RECORDS TO PROCESS:
========
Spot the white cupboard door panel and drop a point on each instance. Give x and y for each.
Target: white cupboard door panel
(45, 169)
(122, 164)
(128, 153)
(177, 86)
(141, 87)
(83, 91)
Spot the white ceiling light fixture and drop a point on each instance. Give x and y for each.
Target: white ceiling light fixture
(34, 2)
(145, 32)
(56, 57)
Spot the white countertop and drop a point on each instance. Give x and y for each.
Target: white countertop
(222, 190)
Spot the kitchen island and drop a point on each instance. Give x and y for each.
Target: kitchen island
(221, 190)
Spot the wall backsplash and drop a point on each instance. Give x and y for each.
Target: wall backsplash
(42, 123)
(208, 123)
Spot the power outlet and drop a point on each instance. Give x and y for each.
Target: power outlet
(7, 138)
========
EXERCISE: An exact copy of every line above, start to finish, is required.

EXERCISE RESPONSE:
Spot the white cupboard door panel and drop a point on each instance. Give x and y for each.
Target: white cupboard door panel
(45, 169)
(122, 164)
(128, 153)
(177, 86)
(141, 87)
(83, 91)
Spot the white ceiling light fixture and drop a point on each instance. Give x and y for each.
Target: white ceiling light fixture
(34, 2)
(145, 32)
(56, 57)
Spot the white countertop and drop a point on each instance. Give x and y for each.
Target: white countertop
(222, 190)
Spot the kitchen island and drop a point on each instance. Give x and y for each.
Target: kitchen island
(221, 190)
Spot the wall backsplash and drop a point on each instance. Give x and y for each.
Target: wall backsplash
(42, 123)
(208, 123)
Spot the power outlet and drop a point on each instance. Give x and y for each.
Target: power outlet
(7, 138)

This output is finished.